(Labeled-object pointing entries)
[Begin]
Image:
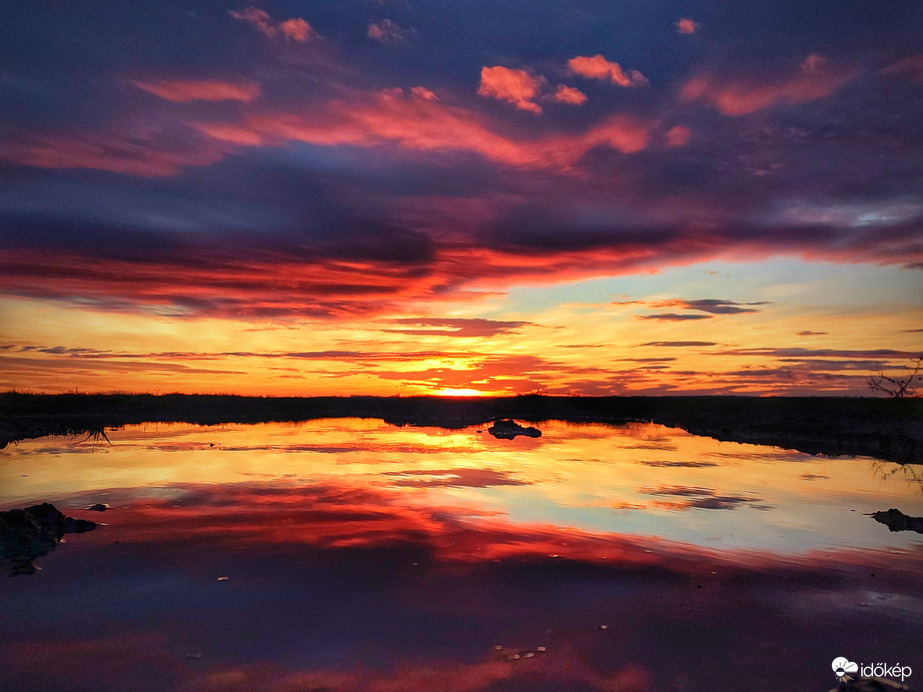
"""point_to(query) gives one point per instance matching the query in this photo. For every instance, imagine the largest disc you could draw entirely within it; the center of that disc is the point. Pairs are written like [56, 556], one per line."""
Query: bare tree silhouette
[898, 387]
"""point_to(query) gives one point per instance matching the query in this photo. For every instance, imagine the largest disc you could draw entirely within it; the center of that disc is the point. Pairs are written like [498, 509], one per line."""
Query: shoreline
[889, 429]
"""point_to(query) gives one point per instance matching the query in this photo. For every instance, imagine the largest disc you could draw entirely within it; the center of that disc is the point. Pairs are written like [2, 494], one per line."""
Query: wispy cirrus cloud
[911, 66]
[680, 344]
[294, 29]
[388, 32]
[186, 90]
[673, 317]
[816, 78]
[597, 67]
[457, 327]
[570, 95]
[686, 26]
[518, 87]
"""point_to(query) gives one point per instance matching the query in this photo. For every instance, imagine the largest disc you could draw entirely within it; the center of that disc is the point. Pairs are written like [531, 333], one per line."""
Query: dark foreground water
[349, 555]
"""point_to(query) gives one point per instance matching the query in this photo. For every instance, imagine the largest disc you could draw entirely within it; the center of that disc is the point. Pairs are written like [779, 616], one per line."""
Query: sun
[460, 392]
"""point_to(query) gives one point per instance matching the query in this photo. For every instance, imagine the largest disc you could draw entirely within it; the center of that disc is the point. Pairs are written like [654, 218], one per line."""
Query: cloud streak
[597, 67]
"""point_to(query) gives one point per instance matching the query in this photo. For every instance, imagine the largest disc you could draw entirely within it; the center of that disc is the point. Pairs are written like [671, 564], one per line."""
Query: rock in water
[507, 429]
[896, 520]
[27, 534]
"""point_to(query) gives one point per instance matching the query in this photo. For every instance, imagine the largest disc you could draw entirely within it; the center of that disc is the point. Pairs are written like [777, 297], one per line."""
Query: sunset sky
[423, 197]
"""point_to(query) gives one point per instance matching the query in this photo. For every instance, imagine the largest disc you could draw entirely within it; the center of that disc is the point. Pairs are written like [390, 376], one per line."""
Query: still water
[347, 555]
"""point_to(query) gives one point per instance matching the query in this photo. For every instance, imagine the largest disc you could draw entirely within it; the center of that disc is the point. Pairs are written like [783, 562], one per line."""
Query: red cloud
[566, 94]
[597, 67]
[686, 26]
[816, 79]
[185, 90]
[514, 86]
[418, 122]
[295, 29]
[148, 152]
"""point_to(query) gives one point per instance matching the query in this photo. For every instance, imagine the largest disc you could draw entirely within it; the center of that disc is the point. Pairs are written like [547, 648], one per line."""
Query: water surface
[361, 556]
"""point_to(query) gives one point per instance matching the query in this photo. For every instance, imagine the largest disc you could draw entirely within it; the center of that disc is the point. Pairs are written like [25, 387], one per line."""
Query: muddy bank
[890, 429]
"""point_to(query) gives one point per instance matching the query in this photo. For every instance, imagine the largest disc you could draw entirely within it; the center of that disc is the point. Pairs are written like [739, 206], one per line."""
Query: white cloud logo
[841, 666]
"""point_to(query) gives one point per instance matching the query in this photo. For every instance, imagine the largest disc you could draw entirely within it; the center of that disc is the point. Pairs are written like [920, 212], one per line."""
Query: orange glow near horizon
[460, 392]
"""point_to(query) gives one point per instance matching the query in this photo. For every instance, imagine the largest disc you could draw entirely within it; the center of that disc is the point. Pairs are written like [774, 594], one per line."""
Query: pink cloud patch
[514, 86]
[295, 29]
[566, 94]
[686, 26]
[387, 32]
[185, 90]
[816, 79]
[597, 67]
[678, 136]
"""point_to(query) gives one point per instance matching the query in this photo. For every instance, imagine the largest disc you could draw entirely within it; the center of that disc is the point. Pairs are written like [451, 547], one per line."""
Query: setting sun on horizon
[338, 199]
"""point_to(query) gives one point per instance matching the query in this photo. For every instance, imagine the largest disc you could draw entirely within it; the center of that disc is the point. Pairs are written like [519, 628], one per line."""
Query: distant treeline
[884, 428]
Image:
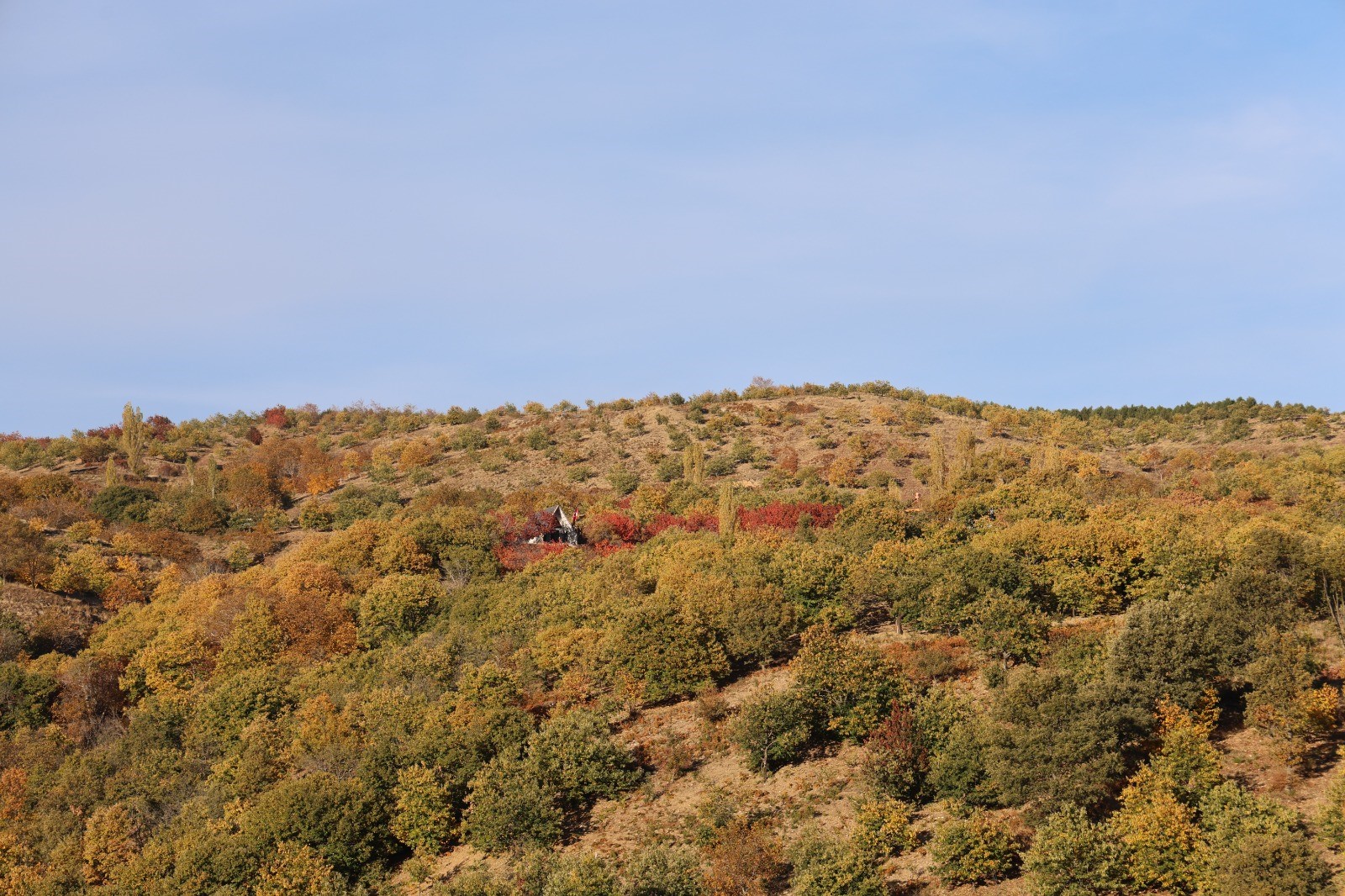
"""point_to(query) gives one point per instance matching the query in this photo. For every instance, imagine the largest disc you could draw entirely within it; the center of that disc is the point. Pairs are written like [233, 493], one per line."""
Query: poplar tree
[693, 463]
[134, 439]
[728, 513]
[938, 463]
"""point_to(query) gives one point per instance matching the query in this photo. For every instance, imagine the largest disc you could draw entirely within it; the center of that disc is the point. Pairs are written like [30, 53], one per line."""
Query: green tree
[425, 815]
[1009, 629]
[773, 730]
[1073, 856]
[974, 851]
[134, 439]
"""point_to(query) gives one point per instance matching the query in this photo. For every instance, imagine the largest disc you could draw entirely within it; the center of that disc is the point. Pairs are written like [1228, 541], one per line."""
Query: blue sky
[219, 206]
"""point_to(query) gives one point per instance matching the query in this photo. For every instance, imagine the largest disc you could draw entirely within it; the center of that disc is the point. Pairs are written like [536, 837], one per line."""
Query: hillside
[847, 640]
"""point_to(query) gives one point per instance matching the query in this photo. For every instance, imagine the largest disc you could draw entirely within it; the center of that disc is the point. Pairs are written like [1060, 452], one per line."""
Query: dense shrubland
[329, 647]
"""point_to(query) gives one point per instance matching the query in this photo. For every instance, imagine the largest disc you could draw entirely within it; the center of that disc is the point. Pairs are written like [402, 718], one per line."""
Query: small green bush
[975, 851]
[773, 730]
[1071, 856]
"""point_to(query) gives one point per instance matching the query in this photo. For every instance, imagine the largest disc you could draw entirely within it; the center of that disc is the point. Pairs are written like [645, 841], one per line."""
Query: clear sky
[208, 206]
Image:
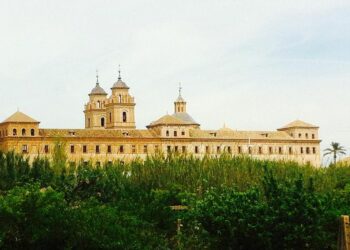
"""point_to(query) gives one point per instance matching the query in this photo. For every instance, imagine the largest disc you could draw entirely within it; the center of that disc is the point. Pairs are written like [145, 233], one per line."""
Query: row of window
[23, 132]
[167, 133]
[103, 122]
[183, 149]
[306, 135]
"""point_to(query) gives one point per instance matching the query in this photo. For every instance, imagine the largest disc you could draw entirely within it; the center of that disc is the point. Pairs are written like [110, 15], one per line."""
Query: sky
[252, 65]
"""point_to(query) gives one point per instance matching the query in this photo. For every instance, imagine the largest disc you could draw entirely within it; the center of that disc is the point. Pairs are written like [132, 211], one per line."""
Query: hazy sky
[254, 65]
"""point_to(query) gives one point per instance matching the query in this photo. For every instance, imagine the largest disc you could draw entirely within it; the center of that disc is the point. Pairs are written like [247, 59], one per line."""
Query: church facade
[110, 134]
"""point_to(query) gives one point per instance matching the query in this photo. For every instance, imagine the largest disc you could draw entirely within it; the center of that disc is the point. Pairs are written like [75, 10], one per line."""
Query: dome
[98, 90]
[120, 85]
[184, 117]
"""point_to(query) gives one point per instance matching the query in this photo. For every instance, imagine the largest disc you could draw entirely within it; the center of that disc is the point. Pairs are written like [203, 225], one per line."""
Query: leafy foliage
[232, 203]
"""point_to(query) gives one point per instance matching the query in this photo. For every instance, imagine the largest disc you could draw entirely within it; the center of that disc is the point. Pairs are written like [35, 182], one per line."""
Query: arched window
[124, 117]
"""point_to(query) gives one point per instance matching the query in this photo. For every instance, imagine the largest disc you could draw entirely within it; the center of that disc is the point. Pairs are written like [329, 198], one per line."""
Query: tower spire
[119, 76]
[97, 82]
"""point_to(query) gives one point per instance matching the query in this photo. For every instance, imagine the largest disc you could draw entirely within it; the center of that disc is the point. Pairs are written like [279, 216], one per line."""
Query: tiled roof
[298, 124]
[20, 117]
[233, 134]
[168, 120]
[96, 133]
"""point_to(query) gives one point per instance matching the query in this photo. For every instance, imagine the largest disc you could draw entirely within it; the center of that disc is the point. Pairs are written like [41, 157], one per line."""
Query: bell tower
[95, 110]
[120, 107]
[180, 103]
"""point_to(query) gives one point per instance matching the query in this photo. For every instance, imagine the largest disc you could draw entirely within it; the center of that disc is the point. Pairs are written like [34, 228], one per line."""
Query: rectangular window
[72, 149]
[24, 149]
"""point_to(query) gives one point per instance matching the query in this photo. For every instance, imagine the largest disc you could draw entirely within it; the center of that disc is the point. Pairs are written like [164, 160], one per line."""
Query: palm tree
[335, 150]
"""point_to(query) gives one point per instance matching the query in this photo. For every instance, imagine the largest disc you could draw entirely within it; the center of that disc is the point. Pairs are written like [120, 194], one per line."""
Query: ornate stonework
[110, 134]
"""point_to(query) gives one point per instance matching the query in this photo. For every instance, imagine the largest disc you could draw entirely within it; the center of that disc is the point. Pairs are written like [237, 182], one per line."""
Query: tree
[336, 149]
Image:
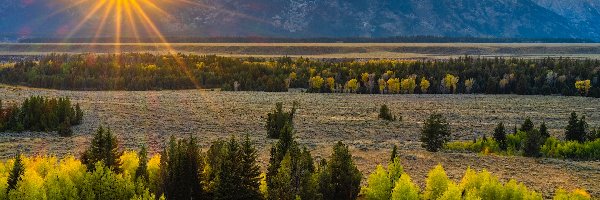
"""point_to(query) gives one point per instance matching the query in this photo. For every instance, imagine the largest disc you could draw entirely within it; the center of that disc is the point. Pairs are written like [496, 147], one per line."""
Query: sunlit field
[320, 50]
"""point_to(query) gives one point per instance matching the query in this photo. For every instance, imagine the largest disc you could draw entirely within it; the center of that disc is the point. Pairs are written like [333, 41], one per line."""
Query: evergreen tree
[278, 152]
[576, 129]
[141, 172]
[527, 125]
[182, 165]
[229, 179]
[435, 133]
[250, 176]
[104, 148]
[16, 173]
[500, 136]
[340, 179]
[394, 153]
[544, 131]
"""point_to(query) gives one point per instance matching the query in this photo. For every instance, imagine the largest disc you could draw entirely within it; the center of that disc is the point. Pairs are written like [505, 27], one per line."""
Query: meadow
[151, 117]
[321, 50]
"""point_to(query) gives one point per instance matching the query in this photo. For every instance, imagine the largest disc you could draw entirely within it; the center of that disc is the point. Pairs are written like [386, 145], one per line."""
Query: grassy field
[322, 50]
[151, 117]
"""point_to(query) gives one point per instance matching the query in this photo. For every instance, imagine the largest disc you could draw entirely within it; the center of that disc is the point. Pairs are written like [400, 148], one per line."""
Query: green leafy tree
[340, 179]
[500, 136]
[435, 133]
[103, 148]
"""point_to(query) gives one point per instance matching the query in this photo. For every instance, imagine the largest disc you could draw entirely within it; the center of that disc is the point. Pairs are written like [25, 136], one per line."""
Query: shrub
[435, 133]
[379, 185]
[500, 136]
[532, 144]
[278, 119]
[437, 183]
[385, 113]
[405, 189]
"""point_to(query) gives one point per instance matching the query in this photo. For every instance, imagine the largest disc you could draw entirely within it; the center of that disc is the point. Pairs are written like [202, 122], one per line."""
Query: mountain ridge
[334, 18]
[End]
- _Goal_
Reproduce exactly the lines from the one containing "[400, 148], one" through the last line of the records above, including both, and nothing else.

- _Solution to this problem_
"""point_to(query) gives one point per instance matching the query in this photo. For every instance, imagine the largest disc you could draw entirely within it; the center of that disc is the point. Pairs are written like [400, 148], one per line."""
Query: green leafy tree
[340, 179]
[500, 136]
[435, 133]
[103, 148]
"""point_to(query) gives one point per instance matching the query in this photo. For every instance, imagine the largest disc you could draw entirely within it; the center of that disc is the point. Pairs are written like [25, 136], one per line."""
Query: shrub
[435, 133]
[379, 185]
[500, 136]
[532, 144]
[278, 119]
[437, 183]
[385, 113]
[405, 189]
"""point_to(query) gives one point per instance matching the query in this photo. For every instance, imagine the largest disc you could draw entirely within it; the center of that disc is the point. Pairs are written like [202, 122], one per line."""
Query: mountain ridge
[334, 18]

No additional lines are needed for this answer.